**Source text:**
= = = =

Although Haidusek strongly encouraged immigrants to learn English, he was the first editor, and eventually owner, of Svoboda, a Czech-language newspaper published in La Grange beginning in 1885. Under Haidusek’s leadership, Svoboda would amass over 2,000 subscribers, establishing an influential voice in the Czech community. Several other Czech-language newspapers were established in Texas, illustrating the strong cultural ties that bound Czech-Texans. Although most of the Czech-language newspapers disappeared as the younger generation became fluent in English, a few survive to this day. (UTITC 1972)
Czechs were also bound by social traditions and gathered frequently for festivals of music, food and dance. Baca’s Band, Texas’s oldest and most famous Czech band, was established in Fayetteville as early as 1882 and, generations later, members of the Baca family continue to play today. Not surprisingly, then, Dubina hosted countless concerts and social gatherings in the late 19th and early 20th centuries, an important function of a Czech community. (UTITC 1972; Janecka 2002)
Fraternal, benevolent organizations are also an important part of Czech-American culture, meeting practical as well as social needs. They were, and are, common in Czech communities across the country, providing insurance and building social halls. In the late 1880s, Czech-Texans were relying on organizations in the northern United States. Because of stereotypes surrounding outsiders’ perceptions of Texas, however, insurance rates were significantly higher in the state. In response, a group of Czech Catholic men organized the Katolicka Jednota Texaskaä, or KJT, in 1889, specifically to serve Czech-Texans, with one of the six original local societies located at Dubina. With the KJT membership restricted to men, a sister organization, the KJZT (from the Czech Cesko-rimská katolická podporující jednota zen texaských), was formed in 1897, with its Dubina society established by 1900. (UTITC 1972; Janecka 2002)
For about a decade on either side of the turn of the twentieth century, then, Dubina was a significant regional center of the Czech community for commercial, educational, social and religious purposes. The town itself had developed into a substantial rural community with important leaders and significant connections to the Czech community statewide, which was, itself, centered in Fayette County. A brief string of disasters around 1910, however, would soon take their toll on Dubina.
In July 1909, a severe tropical storm reached Dubina from the Gulf of Mexico, destroying the 1877 church. With the community thriving, however, plans for the construction of Sts. Cyril and Methodius began almost immediately. The community collected approximately $5,500 from insurance and the sale of lumber from the old church and commissioned San Antonio architect Leo Dielmann to design the new building. Local contractors Frank and Leo Bohlmann of Shulenburg oversaw construction, but oral history holds that most of the labor was provided by volunteer parishioners. It seems likely that this was in fact the case, as the church was not completed until late in 1911. Three pieces of the original building had survived and were incorporated into the new building. A chandelier was placed at the back of the church. The original bells were also reused, and a metal cross, fabricated by Tom Lee, was replaced atop the new church’s spire.
Leo Maria Joseph Dielmann (1881-1969) was a formally trained architect. He graduated from St. Mary’s College in 1898 before traveling to Germany in 1900, where he received classical training in architecture and engineering. He spent the early part of his career employed in his father’s business, the J.C. Dielmann building materials firm. He served as city building inspector for San Antonio from 1909-1911, where he also served two years as an alderman. He was completely devoted to architecture for the first half of the 20th century, maintaining a prolific pace and earning a reputation particularly for his church designs. Dielmann designed churches across Central Texas, including the Fort Sam Houston Post Chapel (NR 1975) and the Conventual Chapel at Our Lady of the Lake University, both in San Antonio, and St. Peter’s Church in Boerne. (“DIELMANN, LEO MARIA JOSE”)

= = = =

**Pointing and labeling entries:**
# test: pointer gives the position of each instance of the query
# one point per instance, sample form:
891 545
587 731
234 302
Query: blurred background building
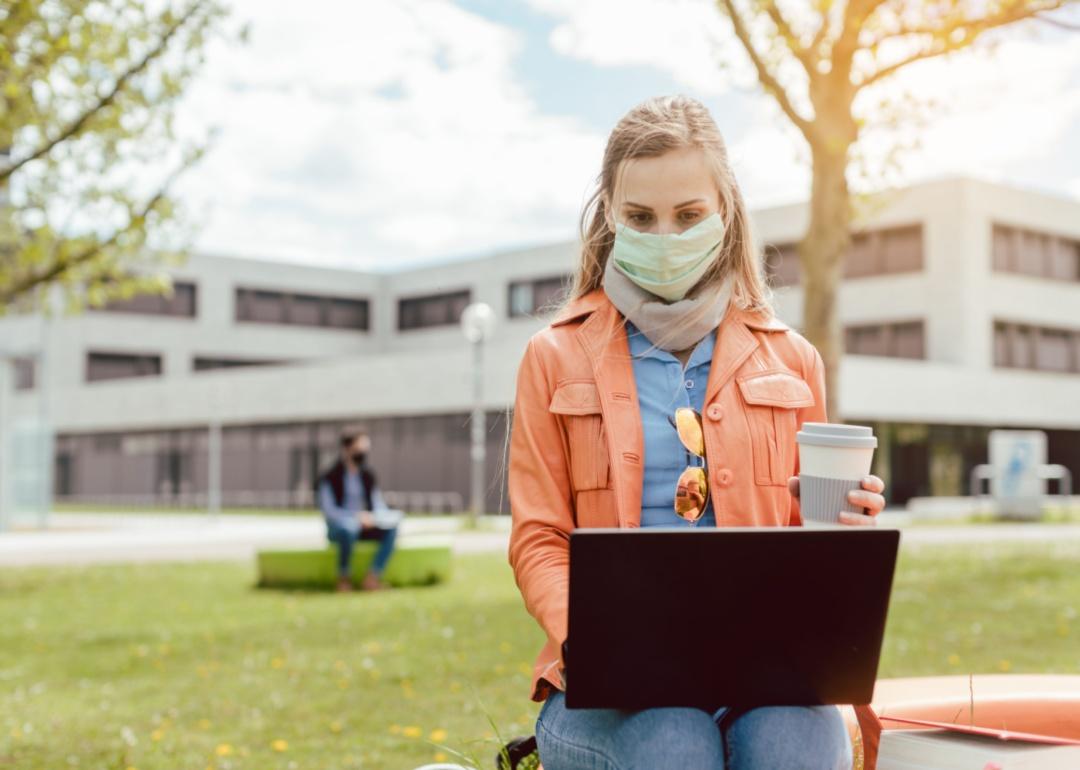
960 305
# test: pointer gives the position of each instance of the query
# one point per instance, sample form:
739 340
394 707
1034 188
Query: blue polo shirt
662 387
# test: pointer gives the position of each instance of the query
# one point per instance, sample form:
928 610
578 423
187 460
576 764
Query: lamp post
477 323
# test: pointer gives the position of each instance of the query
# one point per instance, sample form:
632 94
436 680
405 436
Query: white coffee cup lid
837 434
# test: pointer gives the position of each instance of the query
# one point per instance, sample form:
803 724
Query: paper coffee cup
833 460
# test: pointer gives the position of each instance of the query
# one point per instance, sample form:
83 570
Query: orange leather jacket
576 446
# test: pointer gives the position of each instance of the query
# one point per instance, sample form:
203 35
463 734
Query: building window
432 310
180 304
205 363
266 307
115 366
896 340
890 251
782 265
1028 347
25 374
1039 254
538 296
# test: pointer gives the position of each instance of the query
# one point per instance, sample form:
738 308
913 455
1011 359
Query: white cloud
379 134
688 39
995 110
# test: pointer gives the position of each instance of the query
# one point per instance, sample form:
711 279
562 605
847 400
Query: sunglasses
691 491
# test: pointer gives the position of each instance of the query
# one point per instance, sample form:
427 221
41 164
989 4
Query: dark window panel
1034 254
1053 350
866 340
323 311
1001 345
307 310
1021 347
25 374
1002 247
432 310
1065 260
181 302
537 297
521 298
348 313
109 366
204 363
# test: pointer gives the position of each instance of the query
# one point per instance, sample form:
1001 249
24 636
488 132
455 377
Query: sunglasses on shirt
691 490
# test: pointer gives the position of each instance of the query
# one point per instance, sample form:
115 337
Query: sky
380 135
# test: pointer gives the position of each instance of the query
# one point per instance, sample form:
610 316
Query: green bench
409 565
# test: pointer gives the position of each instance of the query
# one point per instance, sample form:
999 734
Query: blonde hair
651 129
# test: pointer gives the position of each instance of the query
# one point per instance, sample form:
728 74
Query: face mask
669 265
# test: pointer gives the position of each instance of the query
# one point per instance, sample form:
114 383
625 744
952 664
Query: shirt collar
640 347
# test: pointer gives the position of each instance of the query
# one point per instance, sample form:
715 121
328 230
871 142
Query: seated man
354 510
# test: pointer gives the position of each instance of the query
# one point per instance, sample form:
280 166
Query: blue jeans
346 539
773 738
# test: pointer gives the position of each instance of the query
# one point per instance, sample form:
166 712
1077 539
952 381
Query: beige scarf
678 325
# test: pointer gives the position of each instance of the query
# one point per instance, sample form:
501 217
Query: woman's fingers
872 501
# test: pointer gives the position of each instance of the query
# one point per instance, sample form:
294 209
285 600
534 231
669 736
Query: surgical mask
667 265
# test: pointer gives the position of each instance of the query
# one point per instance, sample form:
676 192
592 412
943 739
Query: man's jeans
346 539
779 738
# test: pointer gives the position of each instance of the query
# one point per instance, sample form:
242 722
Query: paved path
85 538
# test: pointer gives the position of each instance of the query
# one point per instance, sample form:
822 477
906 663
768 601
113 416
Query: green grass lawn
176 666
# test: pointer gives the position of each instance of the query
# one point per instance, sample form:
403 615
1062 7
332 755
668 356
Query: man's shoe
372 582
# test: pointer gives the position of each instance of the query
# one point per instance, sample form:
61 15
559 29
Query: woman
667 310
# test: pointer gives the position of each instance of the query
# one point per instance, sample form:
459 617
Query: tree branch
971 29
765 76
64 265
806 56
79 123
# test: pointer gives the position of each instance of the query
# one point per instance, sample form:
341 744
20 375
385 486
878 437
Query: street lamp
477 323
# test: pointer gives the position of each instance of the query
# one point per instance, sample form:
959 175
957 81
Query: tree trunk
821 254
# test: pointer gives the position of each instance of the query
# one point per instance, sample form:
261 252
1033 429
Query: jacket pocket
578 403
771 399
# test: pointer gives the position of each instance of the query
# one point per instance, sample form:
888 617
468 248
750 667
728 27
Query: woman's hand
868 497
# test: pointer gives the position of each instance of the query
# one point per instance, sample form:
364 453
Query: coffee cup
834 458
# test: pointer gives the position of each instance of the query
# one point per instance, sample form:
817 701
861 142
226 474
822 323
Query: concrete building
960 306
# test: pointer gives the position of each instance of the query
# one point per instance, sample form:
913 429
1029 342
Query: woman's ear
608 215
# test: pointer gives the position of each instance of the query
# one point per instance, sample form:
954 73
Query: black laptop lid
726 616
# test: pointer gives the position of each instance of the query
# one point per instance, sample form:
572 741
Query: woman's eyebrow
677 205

= = = =

**The tasks:**
[a] Say whether each statement below agrees with the passage on Dubina's Czech community, answering yes or no and quoting the deciding words from the passage: (i) Under Haidusek, Svoboda gained more than 2,000 subscribers. (ii) The KJZT was formed in 1889. (iii) The new church at Dubina was finished in 1910.
[b] Retype the passage on Dubina's Czech community starting with "Czechs were also" and going on through "community. (UTITC 1972; Janecka 2002)".

**Solution set:**
[a]
(i) Yes: "Under Haidusek’s leadership, Svoboda would amass over 2,000 subscribers"
(ii) No: "was formed in 1897"
(iii) No: "the church was not completed until late in 1911"

[b]
Czechs were also bound by social traditions and gathered frequently for festivals of music, food and dance. Baca’s Band, Texas’s oldest and most famous Czech band, was established in Fayetteville as early as 1882 and, generations later, members of the Baca family continue to play today. Not surprisingly, then, Dubina hosted countless concerts and social gatherings in the late 19th and early 20th centuries, an important function of a Czech community. (UTITC 1972; Janecka 2002)